Page text>
══════════
Perhaps the best recent example of subsidy funding a start-up is that of the Public Library of Science (PLoS). PLoS was founded in 2000, and received a grant of $9 million from the Gordon and Betty Moore Foundation to help support the creation and launch of a high-profile OA journal – PLoS Biology. Since then, PLoS has gone on to launch other high-profile journals, community-style journals and PLoSOne, all of them based on the OA model. PLoS is now financially self-sustaining and the rapid growth and success of PLoSOne has been one of the contributing factors.
As an aside, the PLoSOne model is different from most journals in a number of ways. As mentioned above it depends on a gold OA business model and employs a Creative Commons licensing scheme where authors retain copyright. The journal adopts the principle of peer review, but has implemented peer review in a different way from most journals. Rather than being asked to judge scientific quality or significance of an article – the scheme used by most traditional journals – referees are asked to judge on technical correctness, validity of the experimental method, whether conclusions flow from results, etc. Scientific quality and significance are then judged post-publication by readers using article-based metrics such as downloads and post-publication commentary.
The dramatic success of PLoSOne (it rapidly became the world’s largest scientific journal in terms of articles published) has led to the model being copied by a number of other publishers who have created their own versions of PLoSOne. These now have their own term: ‘mega-journals’.
Other countries also support scholarly journals through subsidy. For example, in Japan, many learned society journals are partially supported by a subsidy system called ‘kakenhi’. This is a system of grants-in-aid that provide financial support or subsidy for many Japanese learned society journals. The dependence on government agencies to support a national scholarly publishing system may remove some market pressures, until of course government decides that there are other national priorities and journals have to fund their own way.
══════════
[Stored records]
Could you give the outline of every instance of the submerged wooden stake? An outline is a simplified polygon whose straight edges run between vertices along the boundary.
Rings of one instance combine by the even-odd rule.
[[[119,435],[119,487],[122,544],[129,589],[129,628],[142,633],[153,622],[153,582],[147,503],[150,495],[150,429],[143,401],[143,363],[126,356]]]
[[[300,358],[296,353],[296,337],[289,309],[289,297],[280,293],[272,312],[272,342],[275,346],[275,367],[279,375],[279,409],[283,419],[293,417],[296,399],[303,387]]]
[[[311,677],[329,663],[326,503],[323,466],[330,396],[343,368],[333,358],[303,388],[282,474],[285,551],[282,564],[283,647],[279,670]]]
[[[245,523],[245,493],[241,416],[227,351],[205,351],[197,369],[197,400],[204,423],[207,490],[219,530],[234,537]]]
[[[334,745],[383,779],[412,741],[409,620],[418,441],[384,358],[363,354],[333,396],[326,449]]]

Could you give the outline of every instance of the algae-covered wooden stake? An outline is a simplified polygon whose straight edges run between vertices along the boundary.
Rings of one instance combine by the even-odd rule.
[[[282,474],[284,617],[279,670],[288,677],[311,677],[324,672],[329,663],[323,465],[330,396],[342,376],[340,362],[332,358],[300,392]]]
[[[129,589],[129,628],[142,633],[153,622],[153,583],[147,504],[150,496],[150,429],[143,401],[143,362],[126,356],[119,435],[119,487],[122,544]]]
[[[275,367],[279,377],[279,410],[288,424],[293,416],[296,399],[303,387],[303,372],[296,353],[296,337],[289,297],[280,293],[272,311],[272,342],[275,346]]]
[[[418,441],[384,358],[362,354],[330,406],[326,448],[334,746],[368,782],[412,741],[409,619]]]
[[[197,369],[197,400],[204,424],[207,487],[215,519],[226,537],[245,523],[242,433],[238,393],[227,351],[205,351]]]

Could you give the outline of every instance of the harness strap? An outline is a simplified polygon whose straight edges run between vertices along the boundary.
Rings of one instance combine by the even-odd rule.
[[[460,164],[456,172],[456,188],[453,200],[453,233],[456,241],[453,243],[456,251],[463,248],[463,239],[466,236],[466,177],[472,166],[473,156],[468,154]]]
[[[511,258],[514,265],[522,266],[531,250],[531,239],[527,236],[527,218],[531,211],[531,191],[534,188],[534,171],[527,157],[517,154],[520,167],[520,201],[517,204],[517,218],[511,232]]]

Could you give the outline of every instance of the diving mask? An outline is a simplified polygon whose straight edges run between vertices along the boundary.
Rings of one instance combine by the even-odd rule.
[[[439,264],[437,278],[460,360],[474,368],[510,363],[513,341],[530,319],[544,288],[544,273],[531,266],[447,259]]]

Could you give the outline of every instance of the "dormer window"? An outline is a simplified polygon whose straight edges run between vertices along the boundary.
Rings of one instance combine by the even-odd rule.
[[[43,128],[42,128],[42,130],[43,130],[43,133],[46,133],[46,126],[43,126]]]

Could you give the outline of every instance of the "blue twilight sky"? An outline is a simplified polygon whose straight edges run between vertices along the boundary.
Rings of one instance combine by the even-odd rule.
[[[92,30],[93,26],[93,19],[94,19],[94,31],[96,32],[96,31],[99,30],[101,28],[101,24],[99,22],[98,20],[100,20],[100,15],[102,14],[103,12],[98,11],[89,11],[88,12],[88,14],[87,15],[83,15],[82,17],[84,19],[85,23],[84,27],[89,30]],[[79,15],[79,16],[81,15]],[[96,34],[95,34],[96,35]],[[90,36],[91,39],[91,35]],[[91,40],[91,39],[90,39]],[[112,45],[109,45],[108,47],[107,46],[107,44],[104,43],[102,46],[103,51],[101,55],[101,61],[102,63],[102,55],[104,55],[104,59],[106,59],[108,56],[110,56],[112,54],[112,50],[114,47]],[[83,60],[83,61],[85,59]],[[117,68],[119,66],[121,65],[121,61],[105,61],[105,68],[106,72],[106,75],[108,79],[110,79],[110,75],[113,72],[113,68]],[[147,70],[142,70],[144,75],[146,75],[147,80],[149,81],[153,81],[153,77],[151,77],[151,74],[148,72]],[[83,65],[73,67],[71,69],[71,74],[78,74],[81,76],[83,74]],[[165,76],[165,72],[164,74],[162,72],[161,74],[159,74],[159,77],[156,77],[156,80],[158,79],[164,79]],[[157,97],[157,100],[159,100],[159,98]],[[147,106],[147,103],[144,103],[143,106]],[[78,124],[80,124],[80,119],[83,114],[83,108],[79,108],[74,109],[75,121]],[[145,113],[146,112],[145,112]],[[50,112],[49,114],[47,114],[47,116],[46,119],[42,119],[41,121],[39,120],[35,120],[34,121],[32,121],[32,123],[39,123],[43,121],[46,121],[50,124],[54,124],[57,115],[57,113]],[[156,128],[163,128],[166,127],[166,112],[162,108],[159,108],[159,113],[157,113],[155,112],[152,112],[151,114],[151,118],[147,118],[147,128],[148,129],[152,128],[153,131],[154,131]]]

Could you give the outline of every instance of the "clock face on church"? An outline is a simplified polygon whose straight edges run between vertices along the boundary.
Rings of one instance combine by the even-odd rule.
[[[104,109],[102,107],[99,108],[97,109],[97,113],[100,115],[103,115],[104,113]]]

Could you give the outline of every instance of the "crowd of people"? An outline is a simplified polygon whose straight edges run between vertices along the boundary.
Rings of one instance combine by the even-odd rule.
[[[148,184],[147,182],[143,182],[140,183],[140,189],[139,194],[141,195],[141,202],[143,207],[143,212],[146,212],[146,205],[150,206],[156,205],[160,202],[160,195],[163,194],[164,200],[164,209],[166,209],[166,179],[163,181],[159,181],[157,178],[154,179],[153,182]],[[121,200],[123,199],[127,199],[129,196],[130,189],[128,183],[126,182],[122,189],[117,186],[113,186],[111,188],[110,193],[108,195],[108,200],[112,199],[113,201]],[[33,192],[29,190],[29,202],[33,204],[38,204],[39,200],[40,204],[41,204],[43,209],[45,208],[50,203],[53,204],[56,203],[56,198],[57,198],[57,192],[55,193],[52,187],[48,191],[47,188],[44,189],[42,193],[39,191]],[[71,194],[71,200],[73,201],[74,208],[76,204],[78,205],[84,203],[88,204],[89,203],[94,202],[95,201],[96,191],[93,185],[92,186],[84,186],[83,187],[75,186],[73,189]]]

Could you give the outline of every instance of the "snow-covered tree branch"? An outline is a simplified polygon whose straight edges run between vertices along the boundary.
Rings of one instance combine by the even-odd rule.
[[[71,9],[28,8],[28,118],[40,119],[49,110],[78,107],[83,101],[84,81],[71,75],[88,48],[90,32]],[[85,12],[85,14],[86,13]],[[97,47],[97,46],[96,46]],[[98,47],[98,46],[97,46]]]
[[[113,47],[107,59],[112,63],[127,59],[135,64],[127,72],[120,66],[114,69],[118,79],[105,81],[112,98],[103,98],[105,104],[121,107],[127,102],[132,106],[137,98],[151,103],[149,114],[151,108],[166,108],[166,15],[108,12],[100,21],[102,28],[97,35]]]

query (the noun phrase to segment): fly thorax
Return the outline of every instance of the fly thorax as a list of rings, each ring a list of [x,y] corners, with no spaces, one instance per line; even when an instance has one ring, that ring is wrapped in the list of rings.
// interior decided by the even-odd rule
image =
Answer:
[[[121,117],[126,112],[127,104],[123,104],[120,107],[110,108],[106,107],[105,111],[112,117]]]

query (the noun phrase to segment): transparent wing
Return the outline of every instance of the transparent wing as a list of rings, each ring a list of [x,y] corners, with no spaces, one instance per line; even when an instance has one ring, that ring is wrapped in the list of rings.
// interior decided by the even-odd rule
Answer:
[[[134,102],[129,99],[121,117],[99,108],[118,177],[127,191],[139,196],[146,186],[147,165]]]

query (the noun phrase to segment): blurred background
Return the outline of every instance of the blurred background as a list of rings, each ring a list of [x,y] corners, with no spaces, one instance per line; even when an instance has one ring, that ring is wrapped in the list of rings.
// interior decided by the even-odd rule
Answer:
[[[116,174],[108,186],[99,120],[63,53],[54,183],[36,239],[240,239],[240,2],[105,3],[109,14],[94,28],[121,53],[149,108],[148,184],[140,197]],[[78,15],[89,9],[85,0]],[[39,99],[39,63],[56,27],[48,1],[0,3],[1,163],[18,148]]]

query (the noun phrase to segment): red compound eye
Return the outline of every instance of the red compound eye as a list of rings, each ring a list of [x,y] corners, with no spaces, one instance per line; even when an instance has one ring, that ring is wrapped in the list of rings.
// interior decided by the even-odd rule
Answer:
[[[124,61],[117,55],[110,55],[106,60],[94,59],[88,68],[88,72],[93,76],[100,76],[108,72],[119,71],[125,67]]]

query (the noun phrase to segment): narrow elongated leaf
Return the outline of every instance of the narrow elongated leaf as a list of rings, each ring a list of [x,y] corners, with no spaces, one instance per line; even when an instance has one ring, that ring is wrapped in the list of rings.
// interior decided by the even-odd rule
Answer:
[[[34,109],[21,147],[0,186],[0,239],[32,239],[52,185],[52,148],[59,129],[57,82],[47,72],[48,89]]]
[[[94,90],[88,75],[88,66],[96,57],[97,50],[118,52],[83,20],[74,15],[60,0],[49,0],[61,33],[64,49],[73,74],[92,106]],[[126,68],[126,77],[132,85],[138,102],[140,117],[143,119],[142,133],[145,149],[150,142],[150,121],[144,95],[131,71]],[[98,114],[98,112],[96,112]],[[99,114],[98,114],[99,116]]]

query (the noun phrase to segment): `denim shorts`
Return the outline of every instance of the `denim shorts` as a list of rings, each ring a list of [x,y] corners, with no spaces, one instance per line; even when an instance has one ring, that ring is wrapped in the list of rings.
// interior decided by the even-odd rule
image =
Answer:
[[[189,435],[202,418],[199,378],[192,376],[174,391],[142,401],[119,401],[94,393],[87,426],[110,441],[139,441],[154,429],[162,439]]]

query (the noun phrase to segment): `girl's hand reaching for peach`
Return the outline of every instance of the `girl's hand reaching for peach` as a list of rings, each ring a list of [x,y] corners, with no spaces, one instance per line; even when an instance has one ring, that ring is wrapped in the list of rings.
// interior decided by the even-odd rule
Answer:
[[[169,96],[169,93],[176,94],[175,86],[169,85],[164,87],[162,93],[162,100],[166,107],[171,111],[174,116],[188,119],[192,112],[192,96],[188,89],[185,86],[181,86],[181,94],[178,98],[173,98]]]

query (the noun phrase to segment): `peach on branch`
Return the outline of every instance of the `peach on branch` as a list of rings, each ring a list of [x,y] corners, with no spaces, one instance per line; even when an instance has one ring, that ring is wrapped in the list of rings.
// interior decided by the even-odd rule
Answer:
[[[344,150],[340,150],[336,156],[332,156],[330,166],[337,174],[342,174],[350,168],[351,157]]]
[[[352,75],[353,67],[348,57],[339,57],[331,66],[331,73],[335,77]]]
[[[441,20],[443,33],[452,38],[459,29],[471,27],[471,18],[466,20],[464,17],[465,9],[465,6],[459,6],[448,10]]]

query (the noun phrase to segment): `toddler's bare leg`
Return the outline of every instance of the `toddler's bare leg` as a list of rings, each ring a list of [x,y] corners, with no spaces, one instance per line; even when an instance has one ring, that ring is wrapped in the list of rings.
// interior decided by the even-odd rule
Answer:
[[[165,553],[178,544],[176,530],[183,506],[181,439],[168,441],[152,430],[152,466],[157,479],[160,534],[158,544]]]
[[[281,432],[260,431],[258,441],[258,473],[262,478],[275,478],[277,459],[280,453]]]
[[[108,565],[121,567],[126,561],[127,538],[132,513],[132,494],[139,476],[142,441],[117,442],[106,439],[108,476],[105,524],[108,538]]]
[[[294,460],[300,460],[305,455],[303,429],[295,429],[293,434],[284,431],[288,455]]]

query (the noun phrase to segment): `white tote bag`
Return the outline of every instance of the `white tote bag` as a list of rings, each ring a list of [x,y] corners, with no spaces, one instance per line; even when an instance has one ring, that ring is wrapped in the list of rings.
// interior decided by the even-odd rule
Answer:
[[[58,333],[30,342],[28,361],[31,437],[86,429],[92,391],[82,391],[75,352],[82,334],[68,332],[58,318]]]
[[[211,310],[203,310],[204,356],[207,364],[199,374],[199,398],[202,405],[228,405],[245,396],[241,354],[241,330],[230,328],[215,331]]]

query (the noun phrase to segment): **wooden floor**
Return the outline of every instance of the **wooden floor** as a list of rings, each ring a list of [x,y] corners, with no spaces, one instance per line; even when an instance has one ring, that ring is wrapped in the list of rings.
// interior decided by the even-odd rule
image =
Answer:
══════════
Exercise brief>
In the page text on journal funding, what is the name of the subsidy system that partially supports many Japanese learned society journals?

Task result>
Kakenhi